WORK TASK =>
The span to repeat in the listing below runs from the line containing "A single point marks each instance of the bicycle water" to the line containing "A single point marks each instance of the tree, shaped", inclusive. Repeat it exactly, and only it.
### EXTRACTED ENTRIES ###
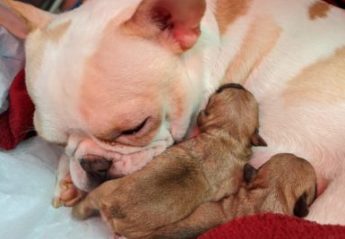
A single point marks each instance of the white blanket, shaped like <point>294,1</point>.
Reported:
<point>27,180</point>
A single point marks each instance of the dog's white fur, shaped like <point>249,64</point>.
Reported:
<point>95,77</point>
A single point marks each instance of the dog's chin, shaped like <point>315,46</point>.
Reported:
<point>125,160</point>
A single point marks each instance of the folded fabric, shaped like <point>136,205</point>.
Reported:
<point>16,123</point>
<point>271,226</point>
<point>11,62</point>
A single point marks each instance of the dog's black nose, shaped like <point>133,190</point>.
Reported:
<point>96,167</point>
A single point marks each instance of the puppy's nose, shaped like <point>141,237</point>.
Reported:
<point>96,167</point>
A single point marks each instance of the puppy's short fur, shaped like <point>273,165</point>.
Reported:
<point>174,184</point>
<point>285,184</point>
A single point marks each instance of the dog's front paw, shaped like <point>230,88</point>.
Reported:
<point>67,194</point>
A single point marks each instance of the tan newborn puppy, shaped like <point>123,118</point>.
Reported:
<point>203,169</point>
<point>285,184</point>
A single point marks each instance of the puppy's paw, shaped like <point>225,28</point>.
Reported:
<point>67,194</point>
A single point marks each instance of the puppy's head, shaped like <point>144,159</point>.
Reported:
<point>233,109</point>
<point>290,181</point>
<point>109,78</point>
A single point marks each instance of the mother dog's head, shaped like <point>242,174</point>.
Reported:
<point>109,80</point>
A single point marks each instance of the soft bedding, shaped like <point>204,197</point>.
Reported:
<point>27,180</point>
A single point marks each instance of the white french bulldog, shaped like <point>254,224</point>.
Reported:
<point>119,81</point>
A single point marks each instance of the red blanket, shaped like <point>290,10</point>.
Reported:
<point>16,123</point>
<point>272,226</point>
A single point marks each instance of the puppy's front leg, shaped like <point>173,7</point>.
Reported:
<point>66,194</point>
<point>91,204</point>
<point>204,218</point>
<point>86,208</point>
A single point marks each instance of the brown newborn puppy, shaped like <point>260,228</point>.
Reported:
<point>285,184</point>
<point>203,169</point>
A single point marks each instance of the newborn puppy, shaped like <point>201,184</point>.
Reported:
<point>203,169</point>
<point>285,184</point>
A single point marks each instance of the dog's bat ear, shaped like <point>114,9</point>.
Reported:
<point>34,17</point>
<point>174,23</point>
<point>257,140</point>
<point>301,206</point>
<point>249,172</point>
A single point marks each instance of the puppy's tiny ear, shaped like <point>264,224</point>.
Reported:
<point>257,140</point>
<point>249,172</point>
<point>301,206</point>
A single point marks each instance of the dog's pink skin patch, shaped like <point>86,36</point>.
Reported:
<point>194,132</point>
<point>322,184</point>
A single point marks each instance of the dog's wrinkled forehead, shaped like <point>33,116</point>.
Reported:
<point>84,57</point>
<point>110,61</point>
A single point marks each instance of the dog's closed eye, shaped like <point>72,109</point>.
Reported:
<point>136,129</point>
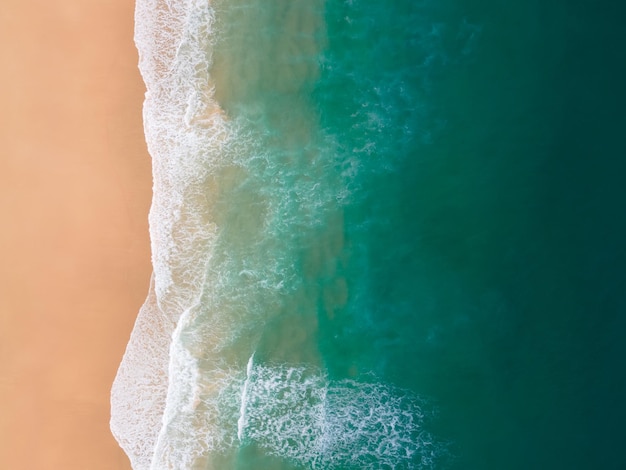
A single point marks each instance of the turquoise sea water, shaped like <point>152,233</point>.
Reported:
<point>385,235</point>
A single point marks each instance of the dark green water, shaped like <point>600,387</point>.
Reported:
<point>441,188</point>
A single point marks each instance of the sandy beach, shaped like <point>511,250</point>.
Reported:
<point>75,190</point>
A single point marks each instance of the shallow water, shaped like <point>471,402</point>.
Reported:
<point>385,235</point>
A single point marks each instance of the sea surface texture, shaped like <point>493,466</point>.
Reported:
<point>385,235</point>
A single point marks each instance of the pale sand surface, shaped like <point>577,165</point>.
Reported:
<point>75,189</point>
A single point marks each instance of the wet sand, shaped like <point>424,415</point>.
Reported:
<point>75,190</point>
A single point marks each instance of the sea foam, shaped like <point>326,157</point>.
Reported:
<point>190,391</point>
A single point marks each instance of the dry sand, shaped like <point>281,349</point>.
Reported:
<point>75,189</point>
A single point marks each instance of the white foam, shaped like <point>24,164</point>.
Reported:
<point>241,422</point>
<point>318,423</point>
<point>186,133</point>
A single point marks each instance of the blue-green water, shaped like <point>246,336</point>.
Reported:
<point>401,240</point>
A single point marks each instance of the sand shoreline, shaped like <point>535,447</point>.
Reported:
<point>75,189</point>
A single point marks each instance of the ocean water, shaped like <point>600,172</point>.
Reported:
<point>385,235</point>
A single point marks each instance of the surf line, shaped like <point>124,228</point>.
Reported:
<point>241,422</point>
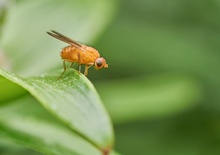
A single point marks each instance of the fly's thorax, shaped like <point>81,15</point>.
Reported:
<point>100,63</point>
<point>69,53</point>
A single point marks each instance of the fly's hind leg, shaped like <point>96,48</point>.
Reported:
<point>87,69</point>
<point>64,69</point>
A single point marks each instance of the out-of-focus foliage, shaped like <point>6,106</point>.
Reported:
<point>163,82</point>
<point>150,39</point>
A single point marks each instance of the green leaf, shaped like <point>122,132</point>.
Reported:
<point>35,128</point>
<point>10,90</point>
<point>74,101</point>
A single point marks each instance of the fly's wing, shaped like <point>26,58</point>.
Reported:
<point>65,39</point>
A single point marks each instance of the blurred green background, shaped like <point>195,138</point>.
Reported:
<point>163,82</point>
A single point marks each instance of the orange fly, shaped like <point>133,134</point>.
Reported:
<point>79,53</point>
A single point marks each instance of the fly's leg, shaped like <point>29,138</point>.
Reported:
<point>79,60</point>
<point>87,69</point>
<point>79,68</point>
<point>64,68</point>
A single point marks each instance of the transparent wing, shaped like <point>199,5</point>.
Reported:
<point>63,38</point>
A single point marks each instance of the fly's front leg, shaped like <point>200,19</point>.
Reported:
<point>79,62</point>
<point>64,69</point>
<point>87,69</point>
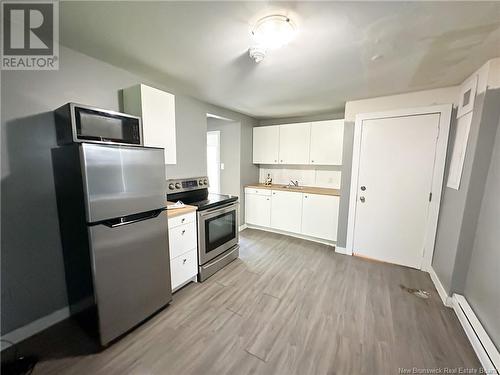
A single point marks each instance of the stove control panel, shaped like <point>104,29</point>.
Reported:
<point>187,184</point>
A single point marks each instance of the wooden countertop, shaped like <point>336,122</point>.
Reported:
<point>180,211</point>
<point>304,189</point>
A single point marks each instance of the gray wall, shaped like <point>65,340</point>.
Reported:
<point>459,210</point>
<point>481,287</point>
<point>32,270</point>
<point>345,168</point>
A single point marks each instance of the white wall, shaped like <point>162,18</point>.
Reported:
<point>444,95</point>
<point>325,177</point>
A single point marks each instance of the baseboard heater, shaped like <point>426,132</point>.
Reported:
<point>485,349</point>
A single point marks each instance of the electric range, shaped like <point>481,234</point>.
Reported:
<point>217,221</point>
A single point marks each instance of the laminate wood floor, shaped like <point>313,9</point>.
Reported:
<point>287,306</point>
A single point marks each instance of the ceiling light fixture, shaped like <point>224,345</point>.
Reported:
<point>271,32</point>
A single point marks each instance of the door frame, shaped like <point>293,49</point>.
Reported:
<point>217,133</point>
<point>444,112</point>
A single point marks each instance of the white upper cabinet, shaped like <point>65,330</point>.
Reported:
<point>327,142</point>
<point>294,143</point>
<point>157,110</point>
<point>286,210</point>
<point>266,144</point>
<point>320,216</point>
<point>309,143</point>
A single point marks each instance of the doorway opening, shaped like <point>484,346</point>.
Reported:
<point>223,155</point>
<point>213,160</point>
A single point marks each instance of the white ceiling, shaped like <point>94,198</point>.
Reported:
<point>202,47</point>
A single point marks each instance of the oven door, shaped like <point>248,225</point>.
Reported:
<point>217,231</point>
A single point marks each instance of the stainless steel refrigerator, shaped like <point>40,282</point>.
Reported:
<point>111,201</point>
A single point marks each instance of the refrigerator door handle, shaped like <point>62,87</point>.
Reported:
<point>115,223</point>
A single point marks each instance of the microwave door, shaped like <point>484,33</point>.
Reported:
<point>121,180</point>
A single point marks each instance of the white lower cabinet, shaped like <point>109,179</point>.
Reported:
<point>183,268</point>
<point>311,215</point>
<point>258,207</point>
<point>183,240</point>
<point>320,216</point>
<point>286,210</point>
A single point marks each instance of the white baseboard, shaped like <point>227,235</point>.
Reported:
<point>342,250</point>
<point>34,327</point>
<point>440,288</point>
<point>486,351</point>
<point>291,234</point>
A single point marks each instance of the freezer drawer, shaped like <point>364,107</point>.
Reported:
<point>131,271</point>
<point>122,180</point>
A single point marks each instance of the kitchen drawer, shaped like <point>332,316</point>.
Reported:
<point>257,191</point>
<point>182,219</point>
<point>182,238</point>
<point>183,267</point>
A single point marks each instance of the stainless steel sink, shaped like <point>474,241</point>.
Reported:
<point>293,187</point>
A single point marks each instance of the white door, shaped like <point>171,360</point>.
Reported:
<point>295,140</point>
<point>266,144</point>
<point>286,211</point>
<point>320,216</point>
<point>213,161</point>
<point>258,209</point>
<point>327,139</point>
<point>396,163</point>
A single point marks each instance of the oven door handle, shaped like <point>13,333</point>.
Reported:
<point>221,209</point>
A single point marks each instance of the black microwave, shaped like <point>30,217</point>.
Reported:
<point>81,123</point>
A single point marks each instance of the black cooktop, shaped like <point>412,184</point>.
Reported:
<point>214,200</point>
<point>202,199</point>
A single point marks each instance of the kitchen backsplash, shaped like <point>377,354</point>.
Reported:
<point>307,176</point>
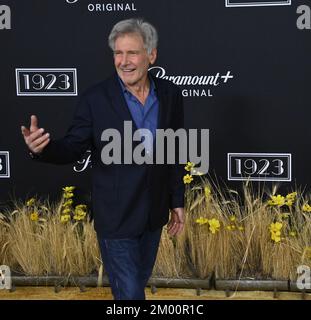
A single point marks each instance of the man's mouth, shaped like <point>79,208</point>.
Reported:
<point>127,70</point>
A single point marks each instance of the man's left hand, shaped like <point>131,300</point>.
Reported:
<point>177,222</point>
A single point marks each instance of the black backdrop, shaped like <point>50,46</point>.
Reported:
<point>262,107</point>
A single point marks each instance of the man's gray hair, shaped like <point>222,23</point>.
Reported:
<point>139,26</point>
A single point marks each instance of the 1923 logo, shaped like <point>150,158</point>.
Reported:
<point>259,166</point>
<point>46,82</point>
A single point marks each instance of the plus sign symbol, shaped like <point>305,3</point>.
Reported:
<point>227,76</point>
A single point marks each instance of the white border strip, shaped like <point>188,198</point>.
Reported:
<point>75,82</point>
<point>288,155</point>
<point>258,4</point>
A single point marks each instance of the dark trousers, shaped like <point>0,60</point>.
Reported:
<point>129,263</point>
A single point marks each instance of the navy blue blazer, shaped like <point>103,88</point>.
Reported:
<point>127,198</point>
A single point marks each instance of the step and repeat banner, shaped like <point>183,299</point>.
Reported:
<point>244,68</point>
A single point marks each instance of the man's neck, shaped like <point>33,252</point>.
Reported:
<point>139,89</point>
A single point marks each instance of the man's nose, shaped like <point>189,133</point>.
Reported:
<point>125,59</point>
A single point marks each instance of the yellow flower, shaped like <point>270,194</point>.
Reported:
<point>207,192</point>
<point>68,203</point>
<point>189,166</point>
<point>307,252</point>
<point>196,172</point>
<point>214,225</point>
<point>277,201</point>
<point>79,216</point>
<point>291,196</point>
<point>283,215</point>
<point>81,207</point>
<point>201,221</point>
<point>66,211</point>
<point>187,178</point>
<point>275,229</point>
<point>306,208</point>
<point>34,216</point>
<point>65,218</point>
<point>80,213</point>
<point>68,189</point>
<point>293,233</point>
<point>30,202</point>
<point>68,195</point>
<point>289,202</point>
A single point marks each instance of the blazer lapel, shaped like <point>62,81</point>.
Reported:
<point>118,101</point>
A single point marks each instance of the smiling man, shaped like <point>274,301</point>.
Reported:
<point>131,202</point>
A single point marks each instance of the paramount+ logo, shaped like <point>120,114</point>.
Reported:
<point>5,17</point>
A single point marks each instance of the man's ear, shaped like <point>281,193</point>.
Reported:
<point>153,55</point>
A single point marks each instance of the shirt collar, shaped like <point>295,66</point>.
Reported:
<point>152,85</point>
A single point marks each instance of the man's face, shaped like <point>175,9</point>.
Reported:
<point>131,59</point>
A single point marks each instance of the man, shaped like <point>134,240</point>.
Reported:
<point>131,202</point>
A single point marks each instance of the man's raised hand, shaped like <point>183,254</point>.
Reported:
<point>34,137</point>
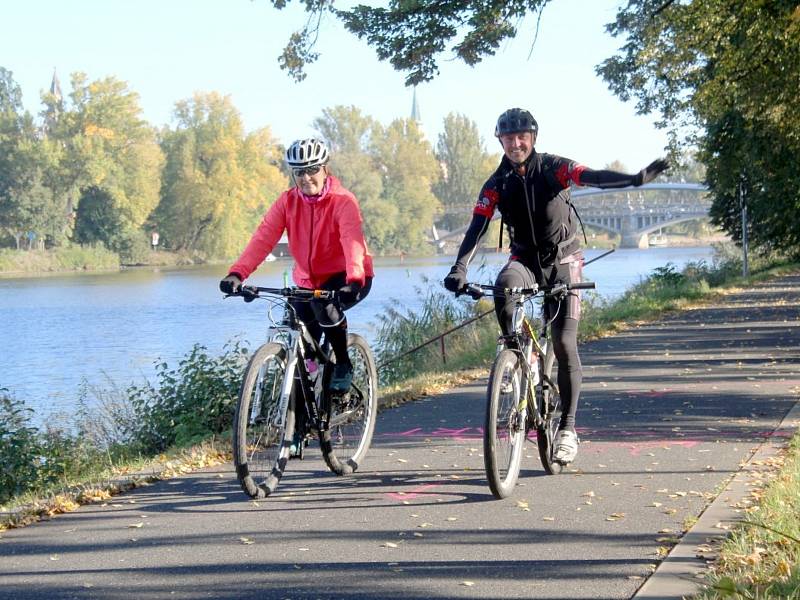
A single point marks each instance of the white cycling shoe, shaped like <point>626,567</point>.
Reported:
<point>566,446</point>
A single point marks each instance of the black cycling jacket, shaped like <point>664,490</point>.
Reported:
<point>536,206</point>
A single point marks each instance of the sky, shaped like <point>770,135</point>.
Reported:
<point>168,49</point>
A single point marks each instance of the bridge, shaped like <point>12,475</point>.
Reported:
<point>632,212</point>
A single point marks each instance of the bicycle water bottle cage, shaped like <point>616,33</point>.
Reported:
<point>509,341</point>
<point>288,319</point>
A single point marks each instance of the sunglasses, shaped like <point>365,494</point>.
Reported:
<point>307,171</point>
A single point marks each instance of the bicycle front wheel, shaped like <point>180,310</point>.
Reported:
<point>550,411</point>
<point>504,429</point>
<point>261,435</point>
<point>352,415</point>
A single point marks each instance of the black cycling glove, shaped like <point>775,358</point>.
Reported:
<point>456,279</point>
<point>349,293</point>
<point>232,284</point>
<point>651,171</point>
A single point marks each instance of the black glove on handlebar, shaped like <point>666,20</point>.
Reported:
<point>651,171</point>
<point>456,279</point>
<point>349,293</point>
<point>232,284</point>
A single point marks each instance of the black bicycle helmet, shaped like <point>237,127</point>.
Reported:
<point>515,120</point>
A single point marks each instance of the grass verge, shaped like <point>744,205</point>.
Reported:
<point>761,557</point>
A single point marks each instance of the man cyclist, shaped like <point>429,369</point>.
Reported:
<point>322,220</point>
<point>532,192</point>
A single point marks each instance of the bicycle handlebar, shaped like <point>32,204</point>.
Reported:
<point>251,292</point>
<point>478,290</point>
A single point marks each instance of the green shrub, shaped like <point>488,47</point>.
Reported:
<point>190,402</point>
<point>399,332</point>
<point>19,448</point>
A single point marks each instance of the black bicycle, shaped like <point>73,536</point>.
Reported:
<point>284,398</point>
<point>522,395</point>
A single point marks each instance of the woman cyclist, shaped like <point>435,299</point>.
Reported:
<point>322,220</point>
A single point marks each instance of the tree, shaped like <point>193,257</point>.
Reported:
<point>729,72</point>
<point>465,165</point>
<point>105,152</point>
<point>27,205</point>
<point>411,34</point>
<point>217,181</point>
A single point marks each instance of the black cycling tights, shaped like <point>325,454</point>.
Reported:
<point>570,374</point>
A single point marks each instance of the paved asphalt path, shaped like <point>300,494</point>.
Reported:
<point>670,411</point>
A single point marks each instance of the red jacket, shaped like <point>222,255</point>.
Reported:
<point>325,237</point>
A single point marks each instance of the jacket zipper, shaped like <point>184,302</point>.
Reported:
<point>311,247</point>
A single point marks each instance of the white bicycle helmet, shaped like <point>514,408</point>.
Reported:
<point>310,152</point>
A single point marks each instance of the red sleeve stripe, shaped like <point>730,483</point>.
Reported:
<point>565,174</point>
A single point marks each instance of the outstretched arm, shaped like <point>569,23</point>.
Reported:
<point>457,277</point>
<point>612,179</point>
<point>475,232</point>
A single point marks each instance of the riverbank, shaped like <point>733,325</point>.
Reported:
<point>192,402</point>
<point>733,308</point>
<point>75,258</point>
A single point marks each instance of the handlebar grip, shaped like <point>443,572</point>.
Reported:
<point>248,293</point>
<point>473,291</point>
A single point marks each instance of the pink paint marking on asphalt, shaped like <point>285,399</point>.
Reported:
<point>463,433</point>
<point>650,393</point>
<point>458,434</point>
<point>416,492</point>
<point>636,448</point>
<point>408,433</point>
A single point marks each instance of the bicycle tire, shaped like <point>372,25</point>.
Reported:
<point>260,445</point>
<point>550,410</point>
<point>352,417</point>
<point>504,429</point>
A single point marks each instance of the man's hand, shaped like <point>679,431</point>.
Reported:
<point>651,171</point>
<point>231,284</point>
<point>456,279</point>
<point>349,293</point>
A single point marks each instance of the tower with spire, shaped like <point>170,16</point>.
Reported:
<point>415,107</point>
<point>55,108</point>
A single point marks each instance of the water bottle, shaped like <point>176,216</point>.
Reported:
<point>314,374</point>
<point>533,360</point>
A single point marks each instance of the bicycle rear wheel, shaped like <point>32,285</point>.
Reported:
<point>260,443</point>
<point>504,429</point>
<point>352,415</point>
<point>550,410</point>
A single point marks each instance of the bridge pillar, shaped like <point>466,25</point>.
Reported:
<point>631,238</point>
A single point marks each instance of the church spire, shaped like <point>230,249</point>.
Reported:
<point>415,107</point>
<point>55,87</point>
<point>55,108</point>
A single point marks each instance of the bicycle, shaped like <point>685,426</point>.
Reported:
<point>521,395</point>
<point>284,398</point>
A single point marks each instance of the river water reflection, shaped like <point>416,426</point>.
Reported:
<point>109,330</point>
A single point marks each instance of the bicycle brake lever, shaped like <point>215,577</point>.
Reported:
<point>473,291</point>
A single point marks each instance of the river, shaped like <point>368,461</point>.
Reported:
<point>107,330</point>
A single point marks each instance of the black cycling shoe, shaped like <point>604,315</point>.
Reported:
<point>342,379</point>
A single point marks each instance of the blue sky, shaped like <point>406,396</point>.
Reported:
<point>168,49</point>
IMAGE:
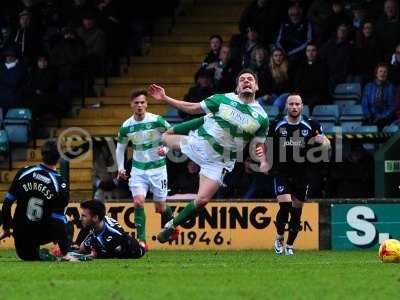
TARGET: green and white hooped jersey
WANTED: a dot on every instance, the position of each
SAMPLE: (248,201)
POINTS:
(230,124)
(145,137)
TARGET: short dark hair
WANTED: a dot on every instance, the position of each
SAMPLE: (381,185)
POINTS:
(216,36)
(133,94)
(96,208)
(250,71)
(50,153)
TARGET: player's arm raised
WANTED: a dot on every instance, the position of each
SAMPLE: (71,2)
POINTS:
(158,93)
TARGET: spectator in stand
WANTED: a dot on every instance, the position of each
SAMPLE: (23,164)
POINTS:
(225,72)
(294,35)
(26,38)
(278,80)
(318,12)
(388,27)
(259,64)
(368,52)
(311,78)
(41,91)
(264,16)
(339,55)
(110,22)
(12,75)
(378,99)
(359,13)
(203,89)
(212,57)
(337,17)
(68,57)
(186,182)
(95,41)
(394,67)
###
REPLY TO THE TASK =>
A single point marks each instance of the bicycle water bottle cage, shaped like <point>616,33</point>.
Reported:
<point>509,341</point>
<point>288,319</point>
A single point marks each instance of the sunglasses, shaped like <point>365,494</point>.
Reported:
<point>307,171</point>
A single point marks each instance of the bicycle front wheel, shaped like <point>180,310</point>.
Reported:
<point>550,411</point>
<point>504,429</point>
<point>261,435</point>
<point>352,415</point>
A single point marks each instance of the black cycling glove, shaped like <point>775,358</point>.
Reported:
<point>456,279</point>
<point>349,293</point>
<point>232,284</point>
<point>651,171</point>
A single point marks each instance of the black glove on handlebar, shaped like <point>666,20</point>.
Reported:
<point>651,171</point>
<point>456,279</point>
<point>349,293</point>
<point>232,284</point>
A single point marks each instance of the black bicycle helmet, shaped like <point>237,127</point>.
Reported:
<point>515,120</point>
A single point marks each instance of the grass verge, shaped like <point>744,205</point>.
Reported:
<point>761,557</point>
A single point marks each instance of the man cyclist, shaped like <point>429,369</point>.
Reported:
<point>322,220</point>
<point>532,192</point>
A single point marks each instance of the bicycle handlebar, shaped like <point>32,204</point>.
Reported:
<point>251,292</point>
<point>478,290</point>
A single point marks each instance of the green shrub, shaped like <point>488,47</point>.
Reported:
<point>190,402</point>
<point>399,332</point>
<point>19,448</point>
A single point marks each instance of the black bicycle, shaped like <point>73,536</point>.
Reported:
<point>284,398</point>
<point>522,395</point>
A single point marks each instance of the woman cyclist, shaped like <point>435,299</point>.
Reported:
<point>322,220</point>
A single point marks each instance of the tree, shaped like <point>193,257</point>.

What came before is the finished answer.